/---

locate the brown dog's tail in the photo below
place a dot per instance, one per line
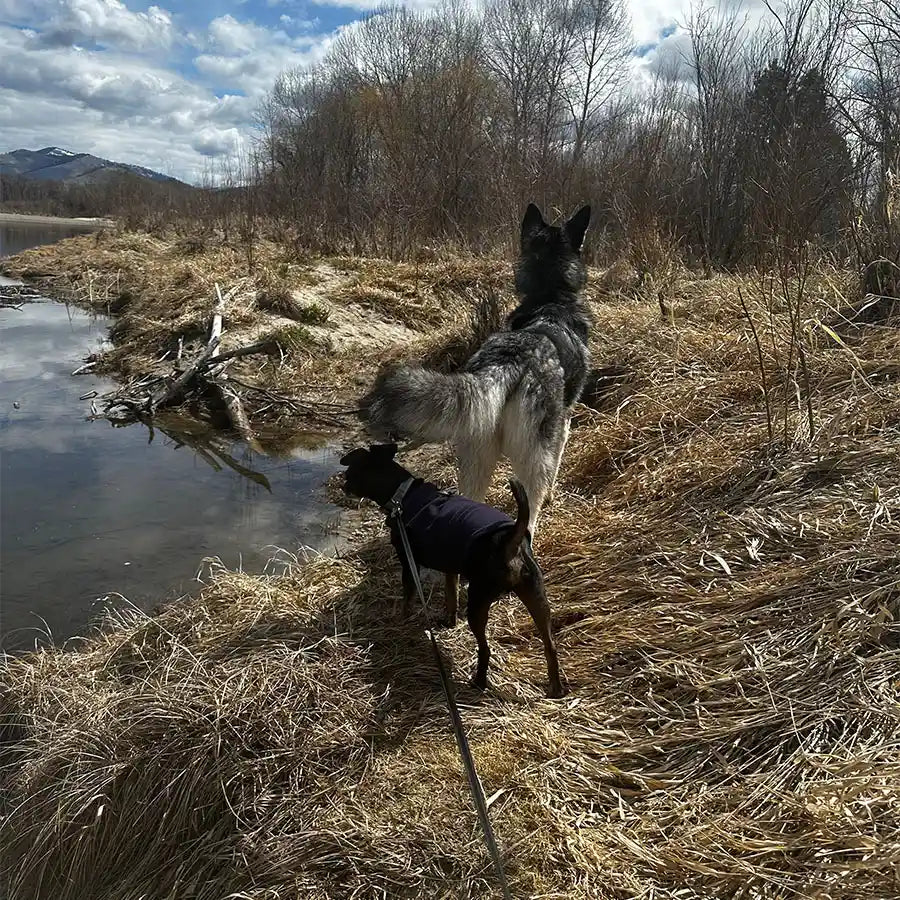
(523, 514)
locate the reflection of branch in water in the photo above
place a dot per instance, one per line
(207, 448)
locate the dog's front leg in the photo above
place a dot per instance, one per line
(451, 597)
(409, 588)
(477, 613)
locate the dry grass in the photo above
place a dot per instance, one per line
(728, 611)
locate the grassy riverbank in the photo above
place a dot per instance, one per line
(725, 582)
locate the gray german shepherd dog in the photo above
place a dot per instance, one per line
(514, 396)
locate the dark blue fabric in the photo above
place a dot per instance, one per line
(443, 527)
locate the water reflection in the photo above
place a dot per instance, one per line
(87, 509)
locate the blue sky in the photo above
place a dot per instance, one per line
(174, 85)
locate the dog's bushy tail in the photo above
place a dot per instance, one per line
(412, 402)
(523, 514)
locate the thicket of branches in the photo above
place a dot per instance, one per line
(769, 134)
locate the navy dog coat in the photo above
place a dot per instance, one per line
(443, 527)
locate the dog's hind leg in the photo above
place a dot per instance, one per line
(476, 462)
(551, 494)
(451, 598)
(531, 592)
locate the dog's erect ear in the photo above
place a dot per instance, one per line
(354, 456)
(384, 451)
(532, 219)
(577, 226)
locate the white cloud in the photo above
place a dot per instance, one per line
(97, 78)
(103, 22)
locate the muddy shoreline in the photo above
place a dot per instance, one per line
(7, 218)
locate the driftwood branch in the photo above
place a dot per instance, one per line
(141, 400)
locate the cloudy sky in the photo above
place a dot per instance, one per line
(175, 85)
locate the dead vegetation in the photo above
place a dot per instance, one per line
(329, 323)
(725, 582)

\---
/---

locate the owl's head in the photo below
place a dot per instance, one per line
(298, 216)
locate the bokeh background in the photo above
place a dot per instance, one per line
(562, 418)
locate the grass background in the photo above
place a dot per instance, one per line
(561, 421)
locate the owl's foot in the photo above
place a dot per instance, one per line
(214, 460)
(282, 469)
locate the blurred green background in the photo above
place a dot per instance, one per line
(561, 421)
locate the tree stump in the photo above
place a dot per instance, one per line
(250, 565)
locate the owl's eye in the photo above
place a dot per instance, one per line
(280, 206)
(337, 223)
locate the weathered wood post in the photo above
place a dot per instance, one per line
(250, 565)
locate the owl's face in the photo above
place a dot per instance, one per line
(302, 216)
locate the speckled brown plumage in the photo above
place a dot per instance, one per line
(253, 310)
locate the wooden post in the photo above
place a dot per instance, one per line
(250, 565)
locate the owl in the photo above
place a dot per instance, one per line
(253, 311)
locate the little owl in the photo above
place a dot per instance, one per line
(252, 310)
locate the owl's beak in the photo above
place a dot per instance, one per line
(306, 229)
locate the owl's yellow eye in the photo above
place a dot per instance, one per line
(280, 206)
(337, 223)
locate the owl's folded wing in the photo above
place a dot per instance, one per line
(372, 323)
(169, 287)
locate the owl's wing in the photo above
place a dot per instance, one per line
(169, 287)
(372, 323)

\---
/---

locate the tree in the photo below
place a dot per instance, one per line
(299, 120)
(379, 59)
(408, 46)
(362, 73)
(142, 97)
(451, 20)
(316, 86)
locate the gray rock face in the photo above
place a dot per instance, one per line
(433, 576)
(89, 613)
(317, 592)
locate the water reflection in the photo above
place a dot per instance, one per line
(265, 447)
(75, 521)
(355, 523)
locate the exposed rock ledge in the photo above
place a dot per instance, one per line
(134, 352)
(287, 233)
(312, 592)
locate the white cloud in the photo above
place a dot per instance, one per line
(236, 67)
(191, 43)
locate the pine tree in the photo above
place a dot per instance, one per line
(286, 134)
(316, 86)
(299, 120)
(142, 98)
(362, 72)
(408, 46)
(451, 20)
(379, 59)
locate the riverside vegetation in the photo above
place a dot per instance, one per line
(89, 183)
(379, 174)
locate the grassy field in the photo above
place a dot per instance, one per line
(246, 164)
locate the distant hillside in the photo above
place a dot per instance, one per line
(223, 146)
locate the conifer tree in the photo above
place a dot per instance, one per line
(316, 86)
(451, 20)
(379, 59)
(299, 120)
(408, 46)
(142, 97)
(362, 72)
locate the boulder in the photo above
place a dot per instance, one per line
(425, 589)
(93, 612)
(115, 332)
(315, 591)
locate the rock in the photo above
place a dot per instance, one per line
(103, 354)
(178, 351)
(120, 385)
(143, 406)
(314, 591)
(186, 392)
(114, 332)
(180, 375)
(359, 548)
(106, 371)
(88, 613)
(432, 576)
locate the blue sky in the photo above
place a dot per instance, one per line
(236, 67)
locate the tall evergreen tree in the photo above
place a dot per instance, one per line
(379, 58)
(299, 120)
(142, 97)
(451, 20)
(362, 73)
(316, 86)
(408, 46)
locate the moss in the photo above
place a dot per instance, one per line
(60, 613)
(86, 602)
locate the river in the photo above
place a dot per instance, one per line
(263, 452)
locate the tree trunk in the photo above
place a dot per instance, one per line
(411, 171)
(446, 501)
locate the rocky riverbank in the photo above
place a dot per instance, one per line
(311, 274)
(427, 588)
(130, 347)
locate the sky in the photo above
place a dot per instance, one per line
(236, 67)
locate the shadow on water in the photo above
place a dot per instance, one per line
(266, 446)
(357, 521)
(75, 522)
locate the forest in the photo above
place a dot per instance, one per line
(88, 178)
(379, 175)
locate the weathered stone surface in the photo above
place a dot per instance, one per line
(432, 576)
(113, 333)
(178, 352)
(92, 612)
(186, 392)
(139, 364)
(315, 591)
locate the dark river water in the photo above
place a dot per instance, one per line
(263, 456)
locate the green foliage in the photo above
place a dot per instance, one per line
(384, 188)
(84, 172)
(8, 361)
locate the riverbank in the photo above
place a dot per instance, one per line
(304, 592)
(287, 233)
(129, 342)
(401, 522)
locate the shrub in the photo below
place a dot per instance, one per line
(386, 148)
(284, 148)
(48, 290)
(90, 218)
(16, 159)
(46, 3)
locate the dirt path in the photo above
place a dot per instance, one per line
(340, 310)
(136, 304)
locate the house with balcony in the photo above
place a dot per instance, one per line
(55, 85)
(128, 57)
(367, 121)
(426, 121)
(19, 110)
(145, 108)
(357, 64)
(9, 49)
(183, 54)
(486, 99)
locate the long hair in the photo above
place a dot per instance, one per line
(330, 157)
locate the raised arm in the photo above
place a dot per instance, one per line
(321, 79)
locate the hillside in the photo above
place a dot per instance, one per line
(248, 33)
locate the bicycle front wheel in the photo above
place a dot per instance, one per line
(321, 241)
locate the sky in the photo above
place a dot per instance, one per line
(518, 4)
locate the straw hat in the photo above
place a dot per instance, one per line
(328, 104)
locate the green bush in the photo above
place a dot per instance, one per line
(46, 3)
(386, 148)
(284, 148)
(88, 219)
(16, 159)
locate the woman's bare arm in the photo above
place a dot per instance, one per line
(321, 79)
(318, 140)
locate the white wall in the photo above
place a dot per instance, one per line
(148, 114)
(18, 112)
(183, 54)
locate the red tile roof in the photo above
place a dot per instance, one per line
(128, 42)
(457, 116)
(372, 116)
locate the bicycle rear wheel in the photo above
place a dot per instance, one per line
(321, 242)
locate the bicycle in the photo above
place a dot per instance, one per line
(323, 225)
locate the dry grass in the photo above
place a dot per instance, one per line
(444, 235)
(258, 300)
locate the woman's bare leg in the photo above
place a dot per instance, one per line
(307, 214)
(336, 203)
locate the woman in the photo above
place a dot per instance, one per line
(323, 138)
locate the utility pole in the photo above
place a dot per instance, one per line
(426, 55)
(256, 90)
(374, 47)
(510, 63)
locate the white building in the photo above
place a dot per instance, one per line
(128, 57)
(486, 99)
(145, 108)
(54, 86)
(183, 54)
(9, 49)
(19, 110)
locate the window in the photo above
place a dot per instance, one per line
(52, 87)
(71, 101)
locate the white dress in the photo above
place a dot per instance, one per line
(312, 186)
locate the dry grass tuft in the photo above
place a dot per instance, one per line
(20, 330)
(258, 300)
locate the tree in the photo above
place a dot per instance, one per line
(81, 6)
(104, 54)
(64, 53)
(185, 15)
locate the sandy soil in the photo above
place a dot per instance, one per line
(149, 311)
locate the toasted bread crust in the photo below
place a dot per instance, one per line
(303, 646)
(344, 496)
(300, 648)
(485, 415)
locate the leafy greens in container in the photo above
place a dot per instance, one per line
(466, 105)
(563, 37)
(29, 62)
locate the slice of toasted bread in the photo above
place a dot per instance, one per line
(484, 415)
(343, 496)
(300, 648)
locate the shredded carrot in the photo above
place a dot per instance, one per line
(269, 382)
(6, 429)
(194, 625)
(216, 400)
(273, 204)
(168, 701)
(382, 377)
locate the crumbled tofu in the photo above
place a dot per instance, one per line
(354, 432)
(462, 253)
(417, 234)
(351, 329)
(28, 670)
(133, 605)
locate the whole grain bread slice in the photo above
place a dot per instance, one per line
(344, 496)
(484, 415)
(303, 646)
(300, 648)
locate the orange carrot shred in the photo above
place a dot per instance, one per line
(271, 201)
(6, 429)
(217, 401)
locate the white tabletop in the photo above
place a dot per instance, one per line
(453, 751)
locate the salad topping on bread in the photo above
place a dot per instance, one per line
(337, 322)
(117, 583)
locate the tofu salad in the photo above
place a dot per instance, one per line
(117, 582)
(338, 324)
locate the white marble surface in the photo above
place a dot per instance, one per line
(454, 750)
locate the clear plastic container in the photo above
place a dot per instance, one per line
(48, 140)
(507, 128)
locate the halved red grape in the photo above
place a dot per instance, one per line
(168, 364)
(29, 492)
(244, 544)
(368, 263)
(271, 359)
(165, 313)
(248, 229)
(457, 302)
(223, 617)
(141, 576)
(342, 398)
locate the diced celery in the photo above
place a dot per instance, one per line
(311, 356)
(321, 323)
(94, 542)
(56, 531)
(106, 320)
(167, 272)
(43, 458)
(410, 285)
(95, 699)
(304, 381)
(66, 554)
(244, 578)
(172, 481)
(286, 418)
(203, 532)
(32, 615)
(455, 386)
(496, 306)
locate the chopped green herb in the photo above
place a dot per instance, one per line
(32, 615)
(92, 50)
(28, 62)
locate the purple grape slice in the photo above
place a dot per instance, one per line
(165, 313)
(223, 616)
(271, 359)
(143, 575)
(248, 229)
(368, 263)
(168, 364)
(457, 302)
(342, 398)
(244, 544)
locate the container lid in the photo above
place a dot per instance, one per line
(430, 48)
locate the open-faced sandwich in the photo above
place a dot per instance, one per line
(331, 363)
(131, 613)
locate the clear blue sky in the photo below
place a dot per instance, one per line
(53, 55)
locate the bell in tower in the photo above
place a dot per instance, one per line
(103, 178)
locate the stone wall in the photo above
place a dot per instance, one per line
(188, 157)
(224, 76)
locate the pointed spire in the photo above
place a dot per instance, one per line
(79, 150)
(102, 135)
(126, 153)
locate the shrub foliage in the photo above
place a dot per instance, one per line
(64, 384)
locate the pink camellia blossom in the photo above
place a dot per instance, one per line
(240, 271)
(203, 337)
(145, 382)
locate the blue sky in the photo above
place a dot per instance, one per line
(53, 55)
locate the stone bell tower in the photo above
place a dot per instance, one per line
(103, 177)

\---

WHAT NEEDS TO BE DONE
Pull out each line of the listing above that contains the string "background", and copy each one in full.

COMPLETE ANSWER
locate the bokeh background in the photo above
locate the grass background in the photo above
locate the blurred green background in the photo above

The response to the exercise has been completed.